_What is expected_
Copy out the entries below precisely; nothing is to be omitted.

-- begin --

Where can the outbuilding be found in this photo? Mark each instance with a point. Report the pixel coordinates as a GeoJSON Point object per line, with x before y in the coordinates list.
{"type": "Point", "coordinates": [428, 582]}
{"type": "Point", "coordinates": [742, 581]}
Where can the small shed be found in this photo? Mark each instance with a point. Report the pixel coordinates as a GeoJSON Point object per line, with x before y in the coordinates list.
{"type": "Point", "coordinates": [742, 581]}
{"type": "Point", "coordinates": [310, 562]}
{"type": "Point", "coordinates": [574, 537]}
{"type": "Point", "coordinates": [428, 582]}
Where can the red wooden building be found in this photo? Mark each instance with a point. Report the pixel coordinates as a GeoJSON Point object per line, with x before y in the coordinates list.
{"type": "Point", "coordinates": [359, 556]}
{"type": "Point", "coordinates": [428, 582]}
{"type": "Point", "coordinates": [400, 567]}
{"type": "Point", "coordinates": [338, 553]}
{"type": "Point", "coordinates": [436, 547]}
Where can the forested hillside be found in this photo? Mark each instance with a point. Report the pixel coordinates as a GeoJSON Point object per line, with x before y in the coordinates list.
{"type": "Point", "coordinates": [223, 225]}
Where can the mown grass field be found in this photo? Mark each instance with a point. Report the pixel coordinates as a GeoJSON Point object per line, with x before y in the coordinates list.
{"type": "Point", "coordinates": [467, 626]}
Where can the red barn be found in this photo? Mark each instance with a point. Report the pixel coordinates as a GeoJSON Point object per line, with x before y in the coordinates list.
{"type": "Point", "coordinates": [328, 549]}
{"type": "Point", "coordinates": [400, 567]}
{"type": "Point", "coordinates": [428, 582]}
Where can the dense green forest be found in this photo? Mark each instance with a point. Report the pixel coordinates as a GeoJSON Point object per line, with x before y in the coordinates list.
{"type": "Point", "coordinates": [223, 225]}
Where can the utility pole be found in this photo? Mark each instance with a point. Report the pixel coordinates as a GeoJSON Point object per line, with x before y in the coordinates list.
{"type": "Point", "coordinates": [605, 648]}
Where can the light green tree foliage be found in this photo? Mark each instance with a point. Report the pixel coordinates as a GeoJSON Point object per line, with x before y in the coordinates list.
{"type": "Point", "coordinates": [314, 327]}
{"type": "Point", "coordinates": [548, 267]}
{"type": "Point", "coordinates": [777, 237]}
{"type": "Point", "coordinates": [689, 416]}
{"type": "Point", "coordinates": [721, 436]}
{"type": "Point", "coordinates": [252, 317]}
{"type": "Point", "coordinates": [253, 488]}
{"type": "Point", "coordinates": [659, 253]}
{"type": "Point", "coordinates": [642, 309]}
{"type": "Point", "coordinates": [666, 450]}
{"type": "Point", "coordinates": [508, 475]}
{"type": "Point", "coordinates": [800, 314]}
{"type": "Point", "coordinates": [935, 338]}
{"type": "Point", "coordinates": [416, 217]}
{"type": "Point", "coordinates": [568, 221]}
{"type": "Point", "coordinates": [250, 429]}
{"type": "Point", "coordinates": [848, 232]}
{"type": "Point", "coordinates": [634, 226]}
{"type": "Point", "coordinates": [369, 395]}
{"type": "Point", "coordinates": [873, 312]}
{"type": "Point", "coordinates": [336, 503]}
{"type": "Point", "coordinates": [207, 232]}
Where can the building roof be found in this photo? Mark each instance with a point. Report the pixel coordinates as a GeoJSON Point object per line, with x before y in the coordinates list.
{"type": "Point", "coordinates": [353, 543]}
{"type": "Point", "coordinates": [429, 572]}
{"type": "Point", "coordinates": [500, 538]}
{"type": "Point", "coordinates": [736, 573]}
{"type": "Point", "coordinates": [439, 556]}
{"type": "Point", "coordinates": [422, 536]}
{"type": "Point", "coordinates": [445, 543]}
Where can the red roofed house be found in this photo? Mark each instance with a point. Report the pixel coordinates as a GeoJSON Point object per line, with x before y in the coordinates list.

-- end --

_Output below_
Where can the outbuilding be found in this photo? Mark each instance with a point. Report the pixel coordinates as a GeoJSON Point object per line, with x before y in the coordinates list.
{"type": "Point", "coordinates": [428, 582]}
{"type": "Point", "coordinates": [742, 581]}
Where can the small shed be found in this photo? Mark each instance with a point. Report the pixel coordinates as a GeoJSON Point object per line, with x before y in the coordinates list.
{"type": "Point", "coordinates": [742, 581]}
{"type": "Point", "coordinates": [310, 562]}
{"type": "Point", "coordinates": [574, 537]}
{"type": "Point", "coordinates": [428, 582]}
Where can the red wooden building be found in this photo? Mark each instance with a point. Report the pixel coordinates as a GeoJSON Point object per line, with x before y in the coordinates list.
{"type": "Point", "coordinates": [359, 556]}
{"type": "Point", "coordinates": [428, 582]}
{"type": "Point", "coordinates": [400, 567]}
{"type": "Point", "coordinates": [338, 553]}
{"type": "Point", "coordinates": [436, 547]}
Where can the forested hillside be found in this photo? Mark each instance with a point. Report the pixel coordinates as a GeoJSON Point object per line, with x before y in the coordinates list.
{"type": "Point", "coordinates": [223, 225]}
Where can the mown grass field be found in this photo? Mark each instance with a point. Report the pixel coordinates as a GeoJSON Point object per line, with x before y in the coordinates list.
{"type": "Point", "coordinates": [467, 626]}
Where can the red barn be found in this photo? Mark each instance with a point. Report the pixel coordinates as a GeoJSON Point object per line, with x before y in the coordinates list.
{"type": "Point", "coordinates": [328, 549]}
{"type": "Point", "coordinates": [400, 567]}
{"type": "Point", "coordinates": [428, 582]}
Where can the dense green forest be found in this photo? Mark each instance with a point. Report the pixel coordinates as a GeoJSON Point object per line, with x before y in the coordinates list.
{"type": "Point", "coordinates": [223, 225]}
Where can the utility pole be found in this photo? Mark each instance with a point. Report the pixel coordinates as a GeoJSON Point object per line, with x before y in the coordinates list.
{"type": "Point", "coordinates": [605, 648]}
Where can the light green tree foliage be found in this photo? Mark each instance with a point. Report the pixel coordinates as a GeoJSON Point object per line, with x before y in the coordinates list.
{"type": "Point", "coordinates": [314, 327]}
{"type": "Point", "coordinates": [548, 267]}
{"type": "Point", "coordinates": [777, 237]}
{"type": "Point", "coordinates": [689, 416]}
{"type": "Point", "coordinates": [721, 436]}
{"type": "Point", "coordinates": [252, 317]}
{"type": "Point", "coordinates": [253, 488]}
{"type": "Point", "coordinates": [659, 253]}
{"type": "Point", "coordinates": [642, 309]}
{"type": "Point", "coordinates": [666, 450]}
{"type": "Point", "coordinates": [508, 475]}
{"type": "Point", "coordinates": [800, 314]}
{"type": "Point", "coordinates": [935, 338]}
{"type": "Point", "coordinates": [416, 217]}
{"type": "Point", "coordinates": [568, 221]}
{"type": "Point", "coordinates": [250, 429]}
{"type": "Point", "coordinates": [848, 232]}
{"type": "Point", "coordinates": [634, 226]}
{"type": "Point", "coordinates": [369, 395]}
{"type": "Point", "coordinates": [873, 312]}
{"type": "Point", "coordinates": [336, 503]}
{"type": "Point", "coordinates": [207, 232]}
Where can the building roof be found in this photo? Mark each instance with a point. Report the pixel coordinates as a GeoJSON Point object per line, with x before y in the coordinates list.
{"type": "Point", "coordinates": [353, 543]}
{"type": "Point", "coordinates": [429, 572]}
{"type": "Point", "coordinates": [500, 538]}
{"type": "Point", "coordinates": [736, 573]}
{"type": "Point", "coordinates": [439, 556]}
{"type": "Point", "coordinates": [422, 536]}
{"type": "Point", "coordinates": [445, 543]}
Where can the red roofed house be found in this photo? Mark each instance with a point. Report the pixel coordinates as a GeoJSON Point object per line, with x before y in the coordinates list.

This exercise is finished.